[AIM] Reproduce the material below verbatim, line for line, omitting the pictures from your reply.

Entries from a pointing dataset:
____________
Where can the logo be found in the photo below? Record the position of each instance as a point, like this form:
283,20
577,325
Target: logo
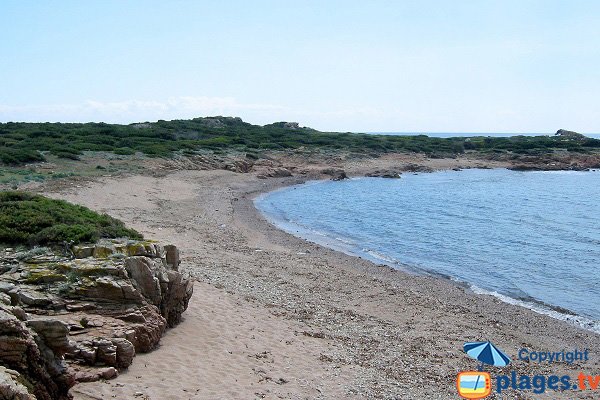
474,385
478,384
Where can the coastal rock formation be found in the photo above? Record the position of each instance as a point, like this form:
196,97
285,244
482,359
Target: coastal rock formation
336,174
570,134
275,172
83,314
384,173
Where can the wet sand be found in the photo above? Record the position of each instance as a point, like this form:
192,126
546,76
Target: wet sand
276,317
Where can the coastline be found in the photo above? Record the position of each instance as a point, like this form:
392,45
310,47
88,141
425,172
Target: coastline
355,329
330,240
____________
[WRITTEN SOLUTION]
Where can the logo be found in the photo below? Record the position of each instance as a point, like this form:
283,20
577,325
Target: logo
474,385
478,384
Where can the coastal rock formation be found in the photo above? Record the position of each instance as a point, like this form:
196,97
285,244
482,359
Target: coastal rock formation
336,174
570,134
275,172
83,314
384,173
Where can the wet sand be found in the photo above? Record the position of each instance as a point, like this form:
192,126
546,76
Target: wet sand
276,317
Where can the coastline be found in the photo above? Record the position of each instance as a point, like this form:
392,45
310,47
88,141
425,172
Target: coastline
355,329
330,240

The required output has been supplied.